Rewrite the lines below with every "much obliged" changed to "very grateful", leaving everything else as it is.

________________________

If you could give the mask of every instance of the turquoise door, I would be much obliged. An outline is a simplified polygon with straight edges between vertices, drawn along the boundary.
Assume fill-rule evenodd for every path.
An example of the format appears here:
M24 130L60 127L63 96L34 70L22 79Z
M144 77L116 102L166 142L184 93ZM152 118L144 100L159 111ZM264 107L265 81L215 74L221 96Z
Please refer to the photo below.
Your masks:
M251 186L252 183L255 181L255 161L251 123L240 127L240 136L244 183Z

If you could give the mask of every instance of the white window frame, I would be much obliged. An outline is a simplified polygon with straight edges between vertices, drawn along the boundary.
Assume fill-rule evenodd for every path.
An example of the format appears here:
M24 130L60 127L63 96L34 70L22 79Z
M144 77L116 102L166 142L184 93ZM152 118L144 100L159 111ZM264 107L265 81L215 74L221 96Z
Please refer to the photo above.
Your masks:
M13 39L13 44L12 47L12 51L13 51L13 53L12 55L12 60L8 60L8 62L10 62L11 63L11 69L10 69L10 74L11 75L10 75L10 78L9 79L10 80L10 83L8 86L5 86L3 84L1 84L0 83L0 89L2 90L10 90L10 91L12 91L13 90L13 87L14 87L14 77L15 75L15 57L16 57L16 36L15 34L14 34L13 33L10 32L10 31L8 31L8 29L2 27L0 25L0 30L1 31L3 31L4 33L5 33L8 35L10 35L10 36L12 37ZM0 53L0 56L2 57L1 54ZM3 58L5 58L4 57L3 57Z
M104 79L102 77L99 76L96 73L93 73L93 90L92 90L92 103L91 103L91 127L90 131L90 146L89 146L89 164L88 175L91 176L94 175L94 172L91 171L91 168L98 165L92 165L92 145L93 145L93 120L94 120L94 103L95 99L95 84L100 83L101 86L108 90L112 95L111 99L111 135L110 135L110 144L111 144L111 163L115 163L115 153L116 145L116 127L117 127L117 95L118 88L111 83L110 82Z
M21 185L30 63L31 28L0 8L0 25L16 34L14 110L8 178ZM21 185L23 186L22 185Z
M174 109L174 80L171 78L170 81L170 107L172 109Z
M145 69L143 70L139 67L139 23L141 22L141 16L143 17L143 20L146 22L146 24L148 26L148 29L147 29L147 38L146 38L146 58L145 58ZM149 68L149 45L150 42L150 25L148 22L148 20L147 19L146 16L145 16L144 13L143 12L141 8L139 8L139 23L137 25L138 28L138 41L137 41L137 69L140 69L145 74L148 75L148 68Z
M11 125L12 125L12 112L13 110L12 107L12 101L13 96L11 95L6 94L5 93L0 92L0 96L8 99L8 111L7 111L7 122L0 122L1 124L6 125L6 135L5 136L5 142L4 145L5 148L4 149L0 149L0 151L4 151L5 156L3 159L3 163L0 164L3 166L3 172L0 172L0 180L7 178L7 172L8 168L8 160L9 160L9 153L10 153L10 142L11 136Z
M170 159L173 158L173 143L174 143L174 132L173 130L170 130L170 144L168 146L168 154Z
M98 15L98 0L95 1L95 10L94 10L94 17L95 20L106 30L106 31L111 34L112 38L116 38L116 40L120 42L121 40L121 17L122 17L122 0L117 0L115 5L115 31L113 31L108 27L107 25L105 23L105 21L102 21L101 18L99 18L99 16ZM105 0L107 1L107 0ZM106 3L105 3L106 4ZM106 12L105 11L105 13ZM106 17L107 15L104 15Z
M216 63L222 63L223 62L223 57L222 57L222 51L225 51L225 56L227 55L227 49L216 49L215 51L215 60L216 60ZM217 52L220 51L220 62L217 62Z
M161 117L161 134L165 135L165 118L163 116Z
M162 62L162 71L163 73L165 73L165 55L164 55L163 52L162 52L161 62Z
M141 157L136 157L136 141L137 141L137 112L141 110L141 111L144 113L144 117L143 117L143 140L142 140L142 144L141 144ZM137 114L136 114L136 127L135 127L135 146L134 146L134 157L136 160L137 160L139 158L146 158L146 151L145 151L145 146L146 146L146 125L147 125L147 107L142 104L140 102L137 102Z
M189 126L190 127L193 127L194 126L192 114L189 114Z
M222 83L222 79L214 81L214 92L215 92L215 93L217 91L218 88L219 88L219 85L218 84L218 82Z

________________________

- **Solution for this exercise**:
If you could give the mask of every instance of the turquoise door, I would be very grateful. An outline is a simplified polygon with straight edges between vertices, drawn along the boundary.
Assume fill-rule evenodd for every path.
An example of the format appears here:
M24 130L60 127L63 96L34 70L22 79Z
M144 77L116 102L166 142L184 93ZM152 118L144 100L159 111ZM264 107L265 81L215 74L221 96Z
Please refer to the photo below.
Your masks:
M251 186L252 183L255 181L255 161L251 123L240 127L240 136L244 183Z

If you could give the mask of every instance of the white window frame, I would be very grateful. An outline is a simplified polygon with straight edges between vertices, drawn along the boundary.
Assume fill-rule evenodd for every path.
An example of the format appears here:
M24 130L60 127L63 96L34 70L22 79Z
M144 77L116 102L166 142L184 93ZM152 118L144 100L159 111ZM264 107L265 81L215 74L221 96Z
Please refer to the photo above.
Your masks:
M13 39L13 44L12 47L12 51L13 51L13 53L12 55L12 60L8 60L8 62L10 62L11 63L11 69L10 69L10 74L11 75L10 75L10 78L9 79L10 80L10 83L8 86L5 86L3 84L1 84L0 83L0 89L2 90L10 90L10 91L12 91L13 90L13 87L14 87L14 77L15 75L15 57L16 57L16 36L15 34L14 34L13 33L10 32L10 31L8 31L8 29L2 27L0 25L0 30L1 31L3 31L4 33L5 33L8 35L10 35L10 36L12 37ZM0 53L0 56L2 57L1 54ZM3 58L5 58L4 57L3 57Z
M104 79L102 77L99 76L96 73L93 73L93 90L92 90L92 103L91 103L91 127L90 131L90 146L89 146L89 164L88 175L91 176L94 175L94 172L91 171L91 168L98 165L92 165L92 145L93 145L93 120L94 120L94 103L95 99L95 84L100 83L101 86L108 90L112 95L111 99L111 135L110 135L110 144L111 144L111 163L115 163L115 153L116 145L116 127L117 127L117 95L118 88L111 83L110 82Z
M21 185L30 63L31 28L0 8L0 25L16 34L14 110L8 178ZM21 185L23 186L22 185Z
M174 109L174 80L171 78L170 81L170 107L172 109Z
M145 69L143 70L139 67L139 23L141 22L141 16L143 17L143 20L146 22L146 24L148 26L148 29L147 29L147 38L146 38L146 58L145 58ZM149 68L149 45L150 42L150 25L148 22L148 20L147 19L146 16L145 16L144 13L143 12L141 8L139 8L139 23L137 25L138 28L138 41L137 41L137 69L140 69L145 74L148 75L148 68Z
M11 125L12 125L12 112L13 110L12 107L12 101L13 96L11 95L6 94L5 93L0 92L0 96L8 99L8 111L7 111L7 122L0 122L1 124L6 125L6 135L5 136L5 142L4 145L5 148L4 149L0 149L0 151L4 151L5 156L3 159L3 163L0 164L3 166L3 172L0 172L0 180L7 178L7 172L8 168L8 160L9 160L9 153L10 153L10 142L11 136Z
M170 159L173 158L173 143L174 143L174 132L173 130L170 130L170 144L168 146L168 154Z
M98 15L98 0L95 1L95 10L94 10L94 17L95 20L106 30L106 31L111 34L112 38L116 38L116 40L120 42L121 40L121 17L122 17L122 0L117 0L115 5L115 31L113 31L108 27L107 25L105 23L105 21L102 21L101 18L99 18L99 16ZM105 0L107 1L107 0ZM106 3L105 3L106 4ZM106 12L105 11L105 13ZM106 17L107 15L104 15Z
M216 63L222 63L223 62L223 57L222 57L222 51L225 51L225 56L227 55L227 49L216 49L215 51L215 60L216 60ZM217 52L220 51L220 62L217 62Z
M161 117L161 134L165 135L165 118L163 116Z
M162 62L162 71L163 73L165 73L165 55L164 55L163 52L162 52L161 62Z
M141 157L136 157L136 141L137 141L137 112L141 110L141 111L144 113L144 117L143 117L143 140L142 140L142 144L141 144ZM137 114L136 114L136 127L135 127L135 146L134 146L134 157L136 160L137 160L139 158L146 158L146 151L145 151L145 146L146 146L146 125L147 125L147 107L142 104L140 102L137 102Z
M189 126L190 127L193 127L194 126L192 114L189 114Z
M222 83L222 79L214 81L214 92L215 92L215 93L217 91L218 88L219 88L219 85L218 84L218 82Z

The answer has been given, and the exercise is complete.